__Given text__:
## Begin
Once that’s done, we can convert the results into a data frame and add the images’ file names.

# convert results to data frame and add file names
results <- do.call(rbind, results)
results <- data.frame(filename = basename(fileNames), results)

In the final step, we add the typicality scores as in the previous section and look at the results.

# compute and add typicality to results
results$typicality <- as.vector(img_typicality(allImages))

# print a nicely formatted results table
knitr::kable(results, digits = 3)

filename	contrast	selfsimilarity	simplicity	symmetry	typicality
berries.jpg	0.287	-1.784	0.187	0.524	0.478
bike.jpg	0.082	-0.159	0.399	0.419	0.234
bridge.jpg	0.256	-1.112	0.234	0.480	0.437
fireworks.jpg	0.175	-1.036	0.431	0.658	-0.130
office.jpg	0.227	-1.217	0.188	0.171	0.347
rails.jpg	0.364	-0.578	0.536	0.955	0.797
romanesco.jpg	0.292	-0.032	0.363	0.825	0.281
sky.jpg	0.081	-1.562	0.580	0.647	0.053
trees.jpg	0.189	-0.551	0.105	0.191	0.281
valley_green.jpg	0.246	-0.507	0.252	0.803	0.633
valley_white.jpg	0.188	-0.590	0.192	0.601	0.579

Parallel processing with multiple cores

Above code using lapply() should be faster than the approach of using first a big loop and then again reading in all images to compute typicality. However, we might gain a much larger increase in speed, by using parallelized versions of lapply() or purrr::map(), respectively.

The following code example demonstrates shortly how to achieve this. Essentially, all you have to do is to replace all instances of lapply() from before with parallel::mclapply() (multi-core lapply). In the example below, however, I’ll use pbmcapply::pbmclapply which adds a progress bar (pb) to the multi-core lapply.

# detect cores for multi-core processing
ncores <- parallel::detectCores()

# read images with multi-core lapply and progress bar
allImages <- pbmcapply::pbmclapply(fileNames, img_read_no_error, mc.cores = ncores)

# compute image fluency scores 
results <- pbmcapply::pbmclapply(allImages, img_fluency_scores, mc.cores = ncores)

# convert results to data frame and add file names
results <- do.call(rbind, results)
results <- data.frame(filename = basename(fileNames), results)
## End
__Data provided__:
## Begin
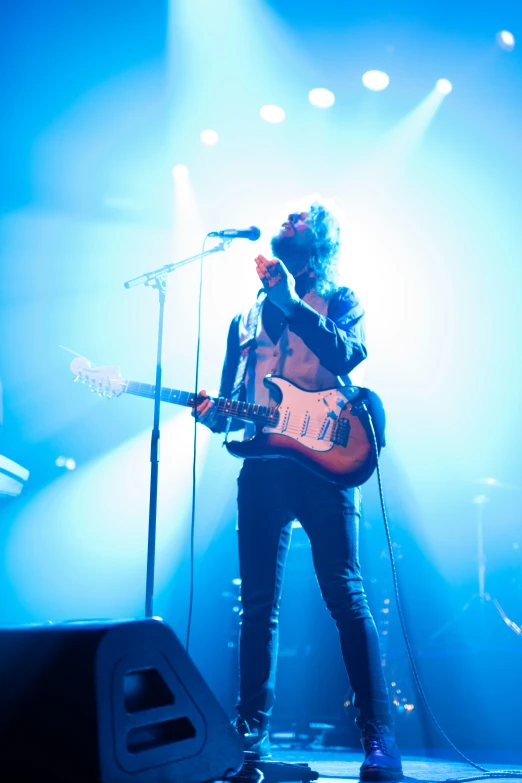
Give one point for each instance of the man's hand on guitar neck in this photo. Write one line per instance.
## End
__Exercise brief__: Repeat word for word the passage of the image fluency text that starts with the words containing "Once that’s done, we" and finishes with "results$typicality <- as.vector(img_typicality(allImages))".

__Solved exercise__:
Once that’s done, we can convert the results into a data frame and add the images’ file names.

# convert results to data frame and add file names
results <- do.call(rbind, results)
results <- data.frame(filename = basename(fileNames), results)

In the final step, we add the typicality scores as in the previous section and look at the results.

# compute and add typicality to results
results$typicality <- as.vector(img_typicality(allImages))